__What you have to do__: Can you convert all of the data below into a two-column CSV headed instruction and points, with one row per instruction? Put each field in quotes and replace its line breaks with spaces.

--- START OF Data to process ---

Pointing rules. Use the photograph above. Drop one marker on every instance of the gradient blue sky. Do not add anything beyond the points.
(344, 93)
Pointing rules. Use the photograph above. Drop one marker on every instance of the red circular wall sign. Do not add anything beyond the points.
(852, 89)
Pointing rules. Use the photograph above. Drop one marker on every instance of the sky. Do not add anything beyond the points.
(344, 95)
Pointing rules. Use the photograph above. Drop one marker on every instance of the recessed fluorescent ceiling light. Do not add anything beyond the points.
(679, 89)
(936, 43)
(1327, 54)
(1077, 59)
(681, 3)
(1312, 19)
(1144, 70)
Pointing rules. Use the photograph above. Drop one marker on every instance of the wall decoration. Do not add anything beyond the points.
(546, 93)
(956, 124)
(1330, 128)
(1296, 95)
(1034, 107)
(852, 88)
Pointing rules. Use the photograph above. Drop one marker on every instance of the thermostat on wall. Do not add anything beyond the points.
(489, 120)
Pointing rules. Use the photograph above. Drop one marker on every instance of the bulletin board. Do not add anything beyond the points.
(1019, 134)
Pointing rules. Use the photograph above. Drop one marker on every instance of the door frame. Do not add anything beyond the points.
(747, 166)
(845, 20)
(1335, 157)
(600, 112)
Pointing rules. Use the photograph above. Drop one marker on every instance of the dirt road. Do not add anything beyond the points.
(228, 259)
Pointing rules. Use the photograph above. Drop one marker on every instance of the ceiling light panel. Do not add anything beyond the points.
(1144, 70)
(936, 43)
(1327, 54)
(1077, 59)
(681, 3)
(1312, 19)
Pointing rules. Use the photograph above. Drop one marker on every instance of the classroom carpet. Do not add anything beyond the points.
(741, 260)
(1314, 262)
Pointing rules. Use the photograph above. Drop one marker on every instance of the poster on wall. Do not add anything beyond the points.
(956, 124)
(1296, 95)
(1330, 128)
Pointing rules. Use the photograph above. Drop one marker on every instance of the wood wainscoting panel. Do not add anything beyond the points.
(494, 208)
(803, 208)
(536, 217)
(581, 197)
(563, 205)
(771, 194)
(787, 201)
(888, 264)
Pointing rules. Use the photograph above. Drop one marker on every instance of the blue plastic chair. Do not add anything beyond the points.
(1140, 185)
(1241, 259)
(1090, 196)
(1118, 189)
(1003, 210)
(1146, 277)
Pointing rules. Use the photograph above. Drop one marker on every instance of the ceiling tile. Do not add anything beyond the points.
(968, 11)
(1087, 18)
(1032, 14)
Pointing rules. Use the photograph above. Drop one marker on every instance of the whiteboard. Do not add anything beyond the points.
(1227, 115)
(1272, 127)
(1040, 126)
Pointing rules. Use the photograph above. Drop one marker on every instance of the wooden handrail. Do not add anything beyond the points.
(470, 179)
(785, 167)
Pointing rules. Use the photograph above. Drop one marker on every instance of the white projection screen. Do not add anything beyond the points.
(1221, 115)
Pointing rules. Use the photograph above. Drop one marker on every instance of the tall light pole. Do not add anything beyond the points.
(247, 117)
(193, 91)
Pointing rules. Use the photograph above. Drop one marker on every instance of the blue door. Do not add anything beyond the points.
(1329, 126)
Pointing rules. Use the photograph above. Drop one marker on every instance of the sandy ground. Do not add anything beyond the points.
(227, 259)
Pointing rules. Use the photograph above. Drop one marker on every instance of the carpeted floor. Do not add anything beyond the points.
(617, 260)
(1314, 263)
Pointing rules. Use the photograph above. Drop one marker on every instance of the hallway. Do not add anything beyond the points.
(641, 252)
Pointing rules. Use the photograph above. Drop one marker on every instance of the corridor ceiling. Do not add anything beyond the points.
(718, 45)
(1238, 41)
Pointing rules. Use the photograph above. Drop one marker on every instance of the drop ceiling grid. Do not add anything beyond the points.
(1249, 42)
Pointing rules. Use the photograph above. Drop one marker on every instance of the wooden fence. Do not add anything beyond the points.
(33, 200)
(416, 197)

--- END OF Data to process ---

__Output of the exercise__:
instruction,points
"Pointing rules. Use the photograph above. Drop one marker on every instance of the gradient blue sky. Do not add anything beyond the points.","(344, 93)"
"Pointing rules. Use the photograph above. Drop one marker on every instance of the red circular wall sign. Do not add anything beyond the points.","(852, 89)"
"Pointing rules. Use the photograph above. Drop one marker on every instance of the sky. Do not add anything beyond the points.","(344, 95)"
"Pointing rules. Use the photograph above. Drop one marker on every instance of the recessed fluorescent ceiling light. Do not add anything beyond the points.","(679, 89) (936, 43) (1327, 54) (1077, 59) (681, 3) (1312, 19) (1144, 70)"
"Pointing rules. Use the photograph above. Drop one marker on every instance of the wall decoration. Do not add anything beyond the points.","(546, 93) (956, 124) (1330, 128) (1296, 95) (1034, 107) (852, 88)"
"Pointing rules. Use the photograph above. Drop one marker on every instance of the thermostat on wall. Do not add anything beyond the points.","(489, 120)"
"Pointing rules. Use the photograph above. Drop one marker on every instance of the bulletin board. Do not add anything beyond the points.","(1019, 134)"
"Pointing rules. Use the photograph above. Drop one marker on every instance of the door frame. Do not add anything beyond the points.","(747, 166) (845, 20) (1335, 157) (600, 112)"
"Pointing rules. Use the photograph above. Drop one marker on every instance of the dirt road. Do not add anything beyond the points.","(228, 259)"
"Pointing rules. Use the photograph above. Drop one marker on every instance of the ceiling light panel. Do not add anything beyond the points.","(1144, 70) (936, 43) (1327, 54) (1077, 59) (681, 3) (1312, 19)"
"Pointing rules. Use the photograph above. Drop one marker on every instance of the classroom carpet. Do not add anything beyond the points.","(741, 260) (1314, 262)"
"Pointing rules. Use the photograph above. Drop one marker on every instance of the poster on wall. Do not add anything beyond the points.","(956, 124) (1296, 95) (1330, 128)"
"Pointing rules. Use the photograph above. Drop one marker on every instance of the wood wainscoting panel. Do not add anything beyond the points.","(494, 208) (803, 208) (536, 217) (581, 197) (563, 205) (771, 194) (787, 201) (888, 264)"
"Pointing rules. Use the photograph above. Drop one marker on every instance of the blue plastic chair. Do not add anything beyond the points.","(1140, 185) (1241, 259) (1090, 196) (1118, 189) (1003, 210) (1146, 277)"
"Pointing rules. Use the photograph above. Drop one marker on every instance of the ceiling tile. Do not add anything beyond the points.","(968, 11) (1087, 18) (1032, 14)"
"Pointing rules. Use the photograph above. Drop one marker on every instance of the whiteboard. Do not add anything beyond the points.","(1227, 115) (1272, 127) (1040, 126)"
"Pointing rules. Use the photograph above. Drop one marker on every instance of the wooden handrail. Do not add anything beyond the points.","(470, 179) (785, 167)"
"Pointing rules. Use the photograph above. Drop one marker on every instance of the white projection screen. Do not add anything beyond the points.","(1221, 115)"
"Pointing rules. Use the photograph above. Drop one marker on every instance of the tall light pole. Do not add anything beyond the points.","(247, 117) (193, 91)"
"Pointing rules. Use the photograph above. Drop one marker on every instance of the blue door. Do not add anything beyond the points.","(1329, 126)"
"Pointing rules. Use the photograph above. Drop one marker on every instance of the sandy ground. Do not add anything beyond the points.","(227, 259)"
"Pointing rules. Use the photograph above. Drop one marker on every instance of the carpeted floor. Do not add anything beyond the points.","(617, 260) (1314, 263)"
"Pointing rules. Use the photograph above. Drop one marker on every instance of the hallway. Do not add anything beyond the points.","(641, 252)"
"Pointing rules. Use the photograph above. Drop one marker on every instance of the corridor ceiling. Do not add anything beyond the points.","(718, 45) (1238, 41)"
"Pointing rules. Use the photograph above. Drop one marker on every instance of the drop ceiling grid. Do not add anything beyond the points.","(1249, 42)"
"Pointing rules. Use the photograph above. Drop one marker on every instance of the wooden fence. Do not add anything beyond the points.","(33, 200) (416, 197)"